Minha crónica no Público de hoje:
Um dos problemas das
universidades portuguesas que Mariano Gago combateu foi o da endogamia, isto é,
elas escolherem as pessoas que já lá estão, ao invés de procurarem as mais bem
qualificadas. Assim, os estudantes ficam com horizontes limitados e a escola
não conhece verdadeira renovação. A produtividade científica dos sistemas mais
endogâmicos também é mais baixa. Com os concursos nacionais para bolsas de
doutoramento, onde os patronos não podiam ser membros do júri, a endogamia foi
sendo mitigada.
No tempo de Nuno Crato ela
voltou, porém, com os chamados programas doutorais, que permitem às
instituições escolherem os seus próprios estudantes de doutoramentos segundo
critérios paroquiais. O mérito do candidato passou a ser relativizado e os
supervisores passaram a poder ser parte dos júris. Em favor destes programas
doutorais, foi feita uma razia nos concursos de bolsas nacionais. Assim, alunos
brilhantes foram preteridos em favor de outros claramente inferiores. Sei, por
exemplo, de dois casos de estudantes de topo e com trabalhos de investigação
publicados que, após concorrerem sem êxito a vários desses programas, acabaram
por ganhar bolsas Marie Curie internacionais, para fazerem doutoramentos em
França e na Irlanda. Dificilmente voltarão a Portugal.

## Linhas do material
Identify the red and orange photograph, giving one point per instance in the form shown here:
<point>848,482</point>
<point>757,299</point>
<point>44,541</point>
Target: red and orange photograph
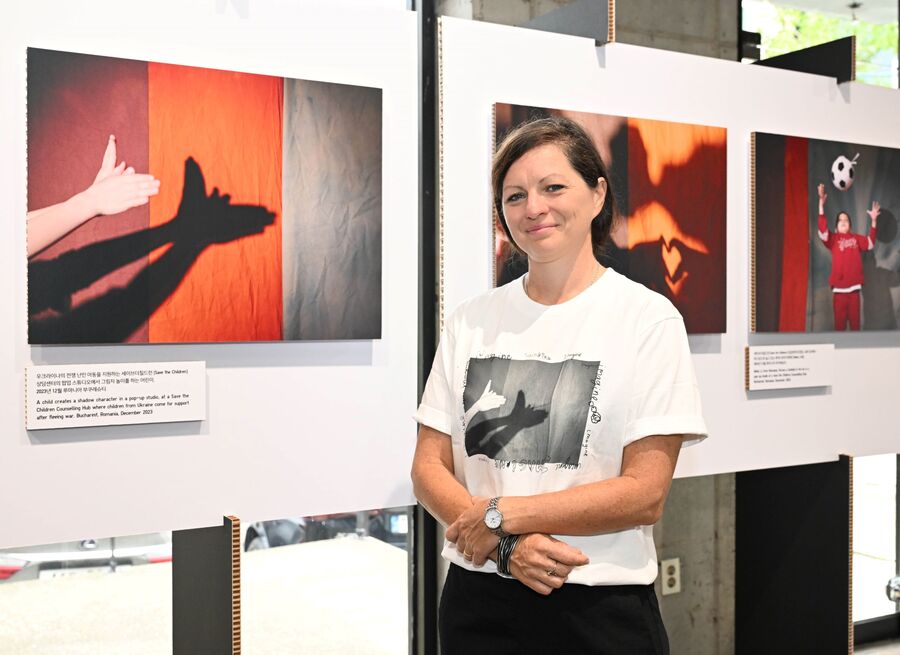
<point>176,204</point>
<point>668,180</point>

## Descrição da tarefa
Segundo a crónica sobre a endogamia nas universidades portuguesas, em que países os dois estudantes de topo foram fazer o doutoramento com bolsas Marie Curie?

## Resposta esperada
Em França e na Irlanda.